▶ [EXERCISE BRIEF]
The exercise asks for every line of the data to be reproduced exactly.

Start of DATASET

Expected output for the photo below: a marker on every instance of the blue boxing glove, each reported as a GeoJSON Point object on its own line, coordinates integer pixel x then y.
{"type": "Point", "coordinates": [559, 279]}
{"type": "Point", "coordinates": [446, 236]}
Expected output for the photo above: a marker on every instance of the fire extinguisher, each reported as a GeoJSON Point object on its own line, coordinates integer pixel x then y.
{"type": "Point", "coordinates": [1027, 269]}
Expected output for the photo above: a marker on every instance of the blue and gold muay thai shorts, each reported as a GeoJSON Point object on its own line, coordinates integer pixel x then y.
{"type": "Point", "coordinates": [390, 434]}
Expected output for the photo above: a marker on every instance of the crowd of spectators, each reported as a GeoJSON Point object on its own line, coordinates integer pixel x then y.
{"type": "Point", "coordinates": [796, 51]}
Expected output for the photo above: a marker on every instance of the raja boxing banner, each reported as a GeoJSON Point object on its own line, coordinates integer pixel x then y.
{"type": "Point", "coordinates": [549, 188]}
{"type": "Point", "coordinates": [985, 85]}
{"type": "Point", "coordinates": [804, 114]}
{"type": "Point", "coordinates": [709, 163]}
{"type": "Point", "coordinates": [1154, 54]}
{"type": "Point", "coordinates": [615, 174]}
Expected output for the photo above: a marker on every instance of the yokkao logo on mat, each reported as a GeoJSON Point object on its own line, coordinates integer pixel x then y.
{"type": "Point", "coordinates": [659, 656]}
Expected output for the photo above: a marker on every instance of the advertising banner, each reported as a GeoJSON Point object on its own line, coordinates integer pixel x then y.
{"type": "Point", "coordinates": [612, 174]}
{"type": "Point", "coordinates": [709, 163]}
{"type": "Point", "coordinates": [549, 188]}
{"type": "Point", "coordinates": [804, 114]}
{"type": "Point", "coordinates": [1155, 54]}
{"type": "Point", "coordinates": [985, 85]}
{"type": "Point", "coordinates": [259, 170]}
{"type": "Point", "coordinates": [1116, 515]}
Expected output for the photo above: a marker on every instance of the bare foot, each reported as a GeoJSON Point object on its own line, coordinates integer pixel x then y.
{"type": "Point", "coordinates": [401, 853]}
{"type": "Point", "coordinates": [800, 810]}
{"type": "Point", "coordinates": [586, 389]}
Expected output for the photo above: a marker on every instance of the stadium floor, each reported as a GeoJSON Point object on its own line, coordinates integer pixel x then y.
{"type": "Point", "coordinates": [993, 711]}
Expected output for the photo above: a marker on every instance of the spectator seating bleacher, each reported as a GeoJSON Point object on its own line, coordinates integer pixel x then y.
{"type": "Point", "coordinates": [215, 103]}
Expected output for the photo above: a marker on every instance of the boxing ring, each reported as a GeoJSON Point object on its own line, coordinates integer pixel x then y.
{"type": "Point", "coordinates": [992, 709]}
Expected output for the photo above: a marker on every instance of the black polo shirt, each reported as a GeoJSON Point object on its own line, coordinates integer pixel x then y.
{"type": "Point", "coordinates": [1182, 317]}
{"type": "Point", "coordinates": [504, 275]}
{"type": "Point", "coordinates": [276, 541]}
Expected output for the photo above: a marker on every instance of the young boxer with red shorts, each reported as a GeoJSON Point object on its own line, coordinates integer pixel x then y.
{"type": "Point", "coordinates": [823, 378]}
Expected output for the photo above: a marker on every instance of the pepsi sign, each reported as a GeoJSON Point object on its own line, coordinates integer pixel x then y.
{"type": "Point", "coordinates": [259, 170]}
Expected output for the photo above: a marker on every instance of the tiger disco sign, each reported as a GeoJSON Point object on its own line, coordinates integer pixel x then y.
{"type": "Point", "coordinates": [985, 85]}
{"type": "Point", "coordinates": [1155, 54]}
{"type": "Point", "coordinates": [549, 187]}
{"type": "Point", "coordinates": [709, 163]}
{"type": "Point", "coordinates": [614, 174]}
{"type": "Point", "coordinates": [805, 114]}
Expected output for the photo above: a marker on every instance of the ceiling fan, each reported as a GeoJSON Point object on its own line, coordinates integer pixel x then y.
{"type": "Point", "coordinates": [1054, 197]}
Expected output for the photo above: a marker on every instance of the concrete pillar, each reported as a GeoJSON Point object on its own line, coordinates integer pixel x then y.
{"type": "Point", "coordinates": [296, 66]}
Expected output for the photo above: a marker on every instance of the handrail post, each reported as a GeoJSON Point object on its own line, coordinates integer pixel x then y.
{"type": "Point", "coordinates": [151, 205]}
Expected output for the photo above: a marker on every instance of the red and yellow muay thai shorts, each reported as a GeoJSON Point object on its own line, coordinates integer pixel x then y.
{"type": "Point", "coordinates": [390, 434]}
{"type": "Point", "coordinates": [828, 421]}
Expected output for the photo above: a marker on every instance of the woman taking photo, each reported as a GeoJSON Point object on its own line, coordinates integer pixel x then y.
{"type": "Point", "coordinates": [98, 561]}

End of DATASET

▶ [THE SOLUTION]
Expected output for the photo below: a marker on every instance of the blue boxing glove, each reported as a GeoJSON Point object on its own line, coordinates integer pixel x then y.
{"type": "Point", "coordinates": [559, 279]}
{"type": "Point", "coordinates": [446, 236]}
Expected output for the photo above: a marker on every instance of the fire extinguisher, each reported as a GeoJSON Point object on its own line, coordinates integer pixel x then y.
{"type": "Point", "coordinates": [1027, 269]}
Expected output for the photo above: a marker on every instance of the blue and gold muay thai shorts, each reported as a GeoJSON Point object on its own line, coordinates integer pixel x then y.
{"type": "Point", "coordinates": [390, 434]}
Expected output for the photo above: a marker on every instance of the crowd of spectators, each reported as a GeoJSON Point object on its own line, coordinates integer pixel x then y.
{"type": "Point", "coordinates": [796, 51]}
Expected output for the photo above: a marker on every instance of the raja boxing banner, each reported as a GeoJSON Point object on its own line, coordinates integer pixel x then y.
{"type": "Point", "coordinates": [549, 188]}
{"type": "Point", "coordinates": [985, 85]}
{"type": "Point", "coordinates": [804, 114]}
{"type": "Point", "coordinates": [709, 163]}
{"type": "Point", "coordinates": [1154, 54]}
{"type": "Point", "coordinates": [615, 174]}
Expected output for the photo above: a marker on every instance of the yokkao logo on mat, each reported as a GeoJSON Point object on its own line, coordinates integer pixel x then y.
{"type": "Point", "coordinates": [659, 656]}
Expected output for the photo above: a marker on every instance of the advertising banner, each reported as a GeoJSON Point object on its own line, coordinates integer pixel x then y.
{"type": "Point", "coordinates": [612, 174]}
{"type": "Point", "coordinates": [709, 163]}
{"type": "Point", "coordinates": [549, 188]}
{"type": "Point", "coordinates": [804, 114]}
{"type": "Point", "coordinates": [1155, 54]}
{"type": "Point", "coordinates": [985, 85]}
{"type": "Point", "coordinates": [259, 170]}
{"type": "Point", "coordinates": [1116, 515]}
Expected output for the photo above: a marker on every instance of the bare foot, each reported as a GeoJSON Point object on its own line, coordinates integer pixel x then y.
{"type": "Point", "coordinates": [401, 853]}
{"type": "Point", "coordinates": [800, 810]}
{"type": "Point", "coordinates": [586, 389]}
Expected output for the photo above: a marker on every instance of the stadium floor, each reported as a GeoJSON Point object on its own line, coordinates integer pixel x then y.
{"type": "Point", "coordinates": [993, 711]}
Expected output for the photo above: a marker on every instance of the spectator seating bleacher, each reported as a GeoJSON Point object on its own line, coordinates integer pixel x then y.
{"type": "Point", "coordinates": [215, 103]}
Expected output for the photo above: a marker on every instance of the boxing ring, each reported as a GeoJSON Point object on its own line, coordinates integer pixel x then y.
{"type": "Point", "coordinates": [992, 709]}
Expected output for the photo above: a marker on every instance of the black polo shirt, each reported as a GeoJSON Point object on its own line, coordinates integer pixel x then y.
{"type": "Point", "coordinates": [1182, 317]}
{"type": "Point", "coordinates": [504, 275]}
{"type": "Point", "coordinates": [276, 541]}
Expected output for the photo above: a marker on every instance of the young boxer with red shorts, each reported as a GeoJSON Point object on its own line, coordinates integer pixel x then y.
{"type": "Point", "coordinates": [823, 378]}
Expected output for the photo above: a marker on every instance of the pepsi sign, each reported as a GeoJSON Point object on its own line, coordinates integer pixel x then y.
{"type": "Point", "coordinates": [259, 170]}
Expected output for the photo above: a marker on every instance of the tiger disco sign, each reported as a GeoJSON Point object on its own line, coordinates integer pixel x then y.
{"type": "Point", "coordinates": [985, 85]}
{"type": "Point", "coordinates": [1155, 54]}
{"type": "Point", "coordinates": [549, 187]}
{"type": "Point", "coordinates": [709, 163]}
{"type": "Point", "coordinates": [614, 174]}
{"type": "Point", "coordinates": [805, 114]}
Expected output for the photo above: a marker on every instance of the ceiling fan, each reported as a GeoJSON Point object on its own line, coordinates integer pixel x then y.
{"type": "Point", "coordinates": [1054, 197]}
Expected output for the photo above: a marker on every instance of the concrete pillar, each reported as a GeoJSON Point object on its own line, coordinates integer pixel x then y.
{"type": "Point", "coordinates": [296, 66]}
Expected output for the photo above: a marker on every instance of the handrail post, each reported as a GeoJSON Point object on its own line, coordinates integer pixel x then y.
{"type": "Point", "coordinates": [151, 205]}
Expected output for the photo above: a marker on every instance of the red and yellow muay thai shorts, each reported as a GeoJSON Point object on its own line, coordinates integer pixel x then y.
{"type": "Point", "coordinates": [390, 434]}
{"type": "Point", "coordinates": [828, 421]}
Expected output for the photo above: a marker on every instance of the woman taking photo, each reported as a GeoJSON Point object on its own line, coordinates integer pixel x then y.
{"type": "Point", "coordinates": [98, 561]}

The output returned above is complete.